→ Text provided:
The point, essentially, is that it's far easier to double your userbase, than to turn a 5/10 satisfaction into a 10/10. So you've got to focus on satisfaction from the word go.
Since reading this, I've allocated more time to emails, fixing user bugs, responding to questions properly etc. If that means I grow a little bit slower then so be it.
Every startup is a tree and if you let it rot at the base, it's game over. It might grow tall, but sooner or later the rot will tear it down. Facebook is a prime example of this. I want roots as healthy as a Coast Redwood.
That's all folks. I'll be back at 10k email subs. Hopefully I get there before 2020. The email list is here for anyone who wants to learn from some real world marketing examples. Over and out.
This past week I spent building Startup Gifs: A collection of gifs to brighten up your startups Slack channel
The idea is (fingers crossed) I can use this it as a honeypot, to draw some attention and then from that some new users check out my main project: Marketing Examples!

→ Collected material:
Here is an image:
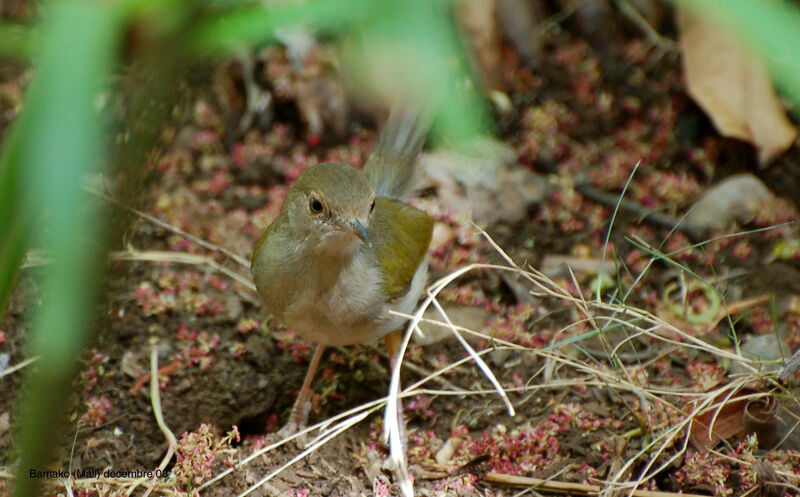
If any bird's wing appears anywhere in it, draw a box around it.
[369,197,433,300]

→ To do: Summarize the text provided above in exactly three sentences.

→ Solution for this problem: The writer argues that doubling a userbase is far easier than raising satisfaction from 5/10 to 10/10, so satisfaction needs focus from the start. Since reading this, the writer has given more time to emails, user bugs and questions, even if growth slows. Comparing a startup to a tree that rot at the base will eventually tear down, with Facebook as a prime example, the writer wants roots as healthy as a Coast Redwood and has spent the past week building Startup Gifs, a collection of gifs for startup Slack channels, in hopes of drawing new users to the main project, Marketing Examples.